■ **RECORDS SHOWN**
::::::
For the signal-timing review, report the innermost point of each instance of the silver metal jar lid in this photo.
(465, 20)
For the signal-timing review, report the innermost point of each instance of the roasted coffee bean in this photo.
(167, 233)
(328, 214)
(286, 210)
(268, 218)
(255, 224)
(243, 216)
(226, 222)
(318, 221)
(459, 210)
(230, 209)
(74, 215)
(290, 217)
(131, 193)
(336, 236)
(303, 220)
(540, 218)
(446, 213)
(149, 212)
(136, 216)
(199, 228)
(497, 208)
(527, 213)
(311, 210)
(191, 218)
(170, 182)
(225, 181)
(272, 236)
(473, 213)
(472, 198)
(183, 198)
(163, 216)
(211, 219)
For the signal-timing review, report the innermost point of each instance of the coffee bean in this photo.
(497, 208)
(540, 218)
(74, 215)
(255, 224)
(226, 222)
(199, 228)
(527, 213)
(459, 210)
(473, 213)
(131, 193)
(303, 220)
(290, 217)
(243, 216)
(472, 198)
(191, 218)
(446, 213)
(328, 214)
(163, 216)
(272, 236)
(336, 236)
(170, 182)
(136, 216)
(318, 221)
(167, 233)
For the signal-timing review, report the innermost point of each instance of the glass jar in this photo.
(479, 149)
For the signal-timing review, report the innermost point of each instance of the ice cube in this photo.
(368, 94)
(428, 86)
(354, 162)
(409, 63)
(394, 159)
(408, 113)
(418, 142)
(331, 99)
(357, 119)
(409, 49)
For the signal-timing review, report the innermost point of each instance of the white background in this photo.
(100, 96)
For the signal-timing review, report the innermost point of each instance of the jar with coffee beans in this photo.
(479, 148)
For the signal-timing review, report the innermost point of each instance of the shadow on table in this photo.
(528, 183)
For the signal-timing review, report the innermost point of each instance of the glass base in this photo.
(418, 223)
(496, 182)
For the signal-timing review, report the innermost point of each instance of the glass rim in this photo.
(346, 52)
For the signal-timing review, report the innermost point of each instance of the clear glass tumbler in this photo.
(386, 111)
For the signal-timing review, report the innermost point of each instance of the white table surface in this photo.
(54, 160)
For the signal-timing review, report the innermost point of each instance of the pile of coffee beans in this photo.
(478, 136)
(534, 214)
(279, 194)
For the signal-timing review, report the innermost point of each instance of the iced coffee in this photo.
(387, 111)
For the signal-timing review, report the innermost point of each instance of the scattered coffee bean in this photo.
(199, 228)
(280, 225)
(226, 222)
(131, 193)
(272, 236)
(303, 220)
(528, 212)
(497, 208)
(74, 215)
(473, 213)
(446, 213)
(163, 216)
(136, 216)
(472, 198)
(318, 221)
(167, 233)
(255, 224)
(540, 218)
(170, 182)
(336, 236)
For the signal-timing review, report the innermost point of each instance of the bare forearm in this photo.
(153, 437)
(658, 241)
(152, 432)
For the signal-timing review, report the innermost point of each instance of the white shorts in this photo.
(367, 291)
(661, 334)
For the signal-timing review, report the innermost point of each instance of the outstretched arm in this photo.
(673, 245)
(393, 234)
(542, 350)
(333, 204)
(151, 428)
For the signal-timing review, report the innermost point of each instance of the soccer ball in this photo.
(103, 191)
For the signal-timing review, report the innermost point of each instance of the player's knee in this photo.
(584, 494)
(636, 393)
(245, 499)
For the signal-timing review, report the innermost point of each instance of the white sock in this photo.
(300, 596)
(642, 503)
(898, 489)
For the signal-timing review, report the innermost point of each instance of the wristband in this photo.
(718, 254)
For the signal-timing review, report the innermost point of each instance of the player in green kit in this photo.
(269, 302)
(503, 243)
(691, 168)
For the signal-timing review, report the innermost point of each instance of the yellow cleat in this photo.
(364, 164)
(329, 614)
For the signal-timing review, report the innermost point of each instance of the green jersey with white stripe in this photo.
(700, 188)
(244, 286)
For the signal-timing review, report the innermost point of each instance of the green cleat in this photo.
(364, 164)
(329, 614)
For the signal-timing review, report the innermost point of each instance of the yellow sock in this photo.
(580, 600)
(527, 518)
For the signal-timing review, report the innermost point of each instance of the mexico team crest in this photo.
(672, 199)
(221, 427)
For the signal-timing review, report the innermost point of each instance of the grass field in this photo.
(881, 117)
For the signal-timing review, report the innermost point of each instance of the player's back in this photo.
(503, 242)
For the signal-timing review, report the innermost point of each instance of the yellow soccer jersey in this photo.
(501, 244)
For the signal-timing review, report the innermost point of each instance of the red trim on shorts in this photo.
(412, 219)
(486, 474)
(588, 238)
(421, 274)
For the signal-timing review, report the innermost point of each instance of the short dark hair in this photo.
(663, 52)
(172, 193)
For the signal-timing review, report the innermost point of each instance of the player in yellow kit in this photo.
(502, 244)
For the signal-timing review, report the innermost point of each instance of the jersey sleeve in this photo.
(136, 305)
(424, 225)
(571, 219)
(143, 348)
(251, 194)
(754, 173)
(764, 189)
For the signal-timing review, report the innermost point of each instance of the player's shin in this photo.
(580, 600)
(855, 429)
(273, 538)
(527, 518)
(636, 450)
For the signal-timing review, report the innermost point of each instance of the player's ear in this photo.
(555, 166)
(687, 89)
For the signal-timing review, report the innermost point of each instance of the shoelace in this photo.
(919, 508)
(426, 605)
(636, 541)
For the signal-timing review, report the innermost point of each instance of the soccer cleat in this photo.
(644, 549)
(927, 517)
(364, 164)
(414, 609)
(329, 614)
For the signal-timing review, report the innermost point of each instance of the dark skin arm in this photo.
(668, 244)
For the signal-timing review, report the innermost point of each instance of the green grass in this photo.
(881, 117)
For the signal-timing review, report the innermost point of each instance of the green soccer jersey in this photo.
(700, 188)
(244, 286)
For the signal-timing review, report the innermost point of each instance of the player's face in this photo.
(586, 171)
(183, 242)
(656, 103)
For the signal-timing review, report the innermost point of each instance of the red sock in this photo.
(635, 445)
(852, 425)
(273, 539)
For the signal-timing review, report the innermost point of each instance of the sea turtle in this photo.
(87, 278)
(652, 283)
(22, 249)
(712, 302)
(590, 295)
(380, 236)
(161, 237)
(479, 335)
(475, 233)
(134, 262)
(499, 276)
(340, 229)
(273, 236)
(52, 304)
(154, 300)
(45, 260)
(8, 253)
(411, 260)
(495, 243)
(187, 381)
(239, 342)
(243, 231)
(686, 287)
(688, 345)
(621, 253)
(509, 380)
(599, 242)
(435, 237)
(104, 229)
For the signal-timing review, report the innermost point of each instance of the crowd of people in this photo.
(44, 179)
::::::
■ **PROMPT**
Reproduce every record above exactly as it appears.

■ **CORRECT RESULT**
For the signal-timing review, report the innermost point of each instance of the silver metal jar lid in this photo.
(465, 20)
For the signal-timing review, report the innermost point of each instance of the roasted coffee bean in this photo.
(167, 233)
(328, 214)
(286, 210)
(268, 218)
(255, 224)
(243, 216)
(226, 222)
(318, 221)
(459, 210)
(230, 209)
(74, 215)
(290, 217)
(131, 193)
(336, 236)
(303, 220)
(540, 218)
(446, 213)
(149, 212)
(136, 216)
(199, 228)
(497, 208)
(527, 213)
(311, 210)
(191, 218)
(170, 182)
(225, 181)
(272, 236)
(473, 213)
(472, 198)
(183, 198)
(163, 216)
(211, 219)
For the signal-timing review, report the innermost point of each instance of the coffee bean in this photo.
(497, 208)
(540, 218)
(74, 215)
(255, 224)
(226, 222)
(199, 228)
(527, 213)
(459, 210)
(473, 213)
(131, 193)
(303, 220)
(290, 217)
(243, 216)
(472, 198)
(191, 218)
(446, 213)
(328, 214)
(163, 216)
(272, 236)
(336, 236)
(170, 182)
(136, 216)
(318, 221)
(167, 233)
For the signal-timing review, report the innermost point of each instance of the glass jar in this photo.
(479, 149)
For the signal-timing review, report the innermost point of each instance of the ice cube in this photo.
(368, 94)
(428, 86)
(354, 162)
(409, 63)
(394, 159)
(408, 113)
(418, 142)
(331, 99)
(357, 119)
(409, 49)
For the signal-timing review, report the innermost point of each instance of the white background in this photo.
(100, 96)
For the signal-timing review, report the innermost point of each instance of the jar with coffee beans in this photo.
(479, 148)
For the signal-timing review, report the innermost point of each instance of the shadow on table in this photo.
(528, 183)
For the signal-timing review, report the innermost point of each instance of the glass base in this photo.
(418, 223)
(496, 182)
For the signal-timing review, report the innermost point of each instance of the glass rim in this photo.
(346, 52)
For the signal-timing review, report the innermost point of each instance of the clear glass tumbler in this photo.
(386, 111)
For the signal-timing review, report the innermost point of each instance of the white table surface in this photo.
(54, 160)
For the signal-timing review, report the innermost point of each instance of the pile of coffee beans in this photo.
(478, 136)
(534, 214)
(279, 194)
For the signal-timing review, report the innermost point of each instance of the iced coffee in this photo.
(387, 111)
For the signal-timing review, report the innermost point of each instance of the scattered coffee bean in this photo.
(199, 228)
(280, 225)
(226, 222)
(131, 193)
(272, 236)
(303, 220)
(528, 212)
(497, 208)
(74, 215)
(473, 213)
(446, 213)
(163, 216)
(136, 216)
(472, 198)
(318, 221)
(167, 233)
(255, 224)
(540, 218)
(170, 182)
(336, 236)
For the signal-timing review, report the innermost point of each instance of the bare forearm in this photo.
(153, 437)
(658, 241)
(152, 432)
For the signal-timing review, report the innermost point of each instance of the white shorts in this photo.
(367, 291)
(661, 334)
For the signal-timing review, report the innermost point of each instance of the outstretched arm in this photo.
(673, 245)
(393, 234)
(542, 350)
(333, 204)
(151, 428)
For the signal-timing review, report the innermost point of each instance of the soccer ball in this photo.
(103, 191)
For the signal-timing review, report the innermost point of each instance of the player's knee in this photo.
(584, 494)
(636, 393)
(245, 499)
For the signal-timing review, report the innermost point of each instance of the white sock in this photo.
(300, 596)
(642, 503)
(898, 489)
For the signal-timing review, report the innermost point of each instance of the wristband in this photo.
(718, 254)
For the signal-timing review, report the innermost point of each instance of the player in green kit in this photo.
(269, 302)
(503, 243)
(691, 168)
For the signal-timing review, report the innermost point of each instance of the yellow cleat in this photo.
(364, 164)
(329, 614)
For the signal-timing review, report the innermost point of each instance of the green jersey with white stripe in this photo.
(700, 188)
(244, 286)
For the signal-timing review, report the innermost point of each instance of the green cleat in this photo.
(364, 164)
(329, 614)
For the signal-timing review, report the innermost point of each instance of the yellow sock in this photo.
(580, 600)
(527, 518)
For the signal-timing review, report the innermost point of each instance of the mexico team crest in this photo.
(672, 199)
(221, 427)
For the signal-timing review, report the innermost point of each instance of the grass field in this photo.
(881, 117)
For the signal-timing review, report the innermost point of each instance of the player's back in this photo.
(503, 242)
For the signal-timing review, report the innermost point of each instance of the yellow soccer jersey in this photo.
(501, 244)
For the signal-timing review, report the innermost point of each instance of the red trim on shorts in this photo.
(412, 219)
(486, 474)
(588, 238)
(421, 274)
For the signal-timing review, report the innermost point of each instance of the short dark hair in this photo.
(663, 52)
(172, 193)
For the signal-timing review, report the innermost point of each instance of the player in yellow kit in this photo.
(502, 244)
For the signal-timing review, report the innermost point of each instance of the jersey sleeve in this photo.
(136, 305)
(424, 225)
(571, 219)
(143, 348)
(251, 194)
(754, 173)
(764, 189)
For the signal-timing review, report the innermost point of each instance of the player's shin in this photo.
(580, 600)
(855, 429)
(273, 538)
(527, 518)
(636, 450)
For the signal-timing review, report the innermost point of each instance of the player's ear in this photo.
(555, 166)
(687, 89)
For the signal-timing review, report the innermost point of each instance of the shoelace in this photo.
(919, 508)
(426, 605)
(636, 541)
For the signal-timing review, report the innermost point of each instance of the soccer cleat in this photo.
(644, 549)
(927, 517)
(364, 164)
(414, 609)
(329, 614)
For the signal-timing review, report the innermost point of each instance of the dark skin arm in this photo.
(668, 244)
For the signal-timing review, report the innermost point of each instance of the green grass in this photo.
(881, 117)
For the signal-timing review, report the innermost point of each instance of the green soccer jersey in this photo.
(700, 188)
(244, 286)
For the signal-timing review, report the innermost point of each instance of the player's face in this photo.
(586, 171)
(183, 242)
(656, 103)
For the signal-timing review, report the innermost point of each instance of the red sock in this photo.
(635, 445)
(852, 425)
(273, 539)
For the signal-timing review, report the innermost point of each instance of the sea turtle in this photo.
(87, 278)
(652, 283)
(22, 249)
(712, 302)
(590, 295)
(380, 236)
(161, 237)
(479, 335)
(475, 233)
(134, 262)
(499, 276)
(340, 229)
(273, 236)
(52, 304)
(154, 300)
(45, 260)
(8, 253)
(411, 260)
(495, 243)
(187, 381)
(239, 342)
(243, 231)
(686, 287)
(688, 345)
(621, 253)
(509, 380)
(599, 242)
(435, 237)
(104, 229)
For the signal-timing review, report the innermost point of each instance of the crowd of people in this photo.
(44, 179)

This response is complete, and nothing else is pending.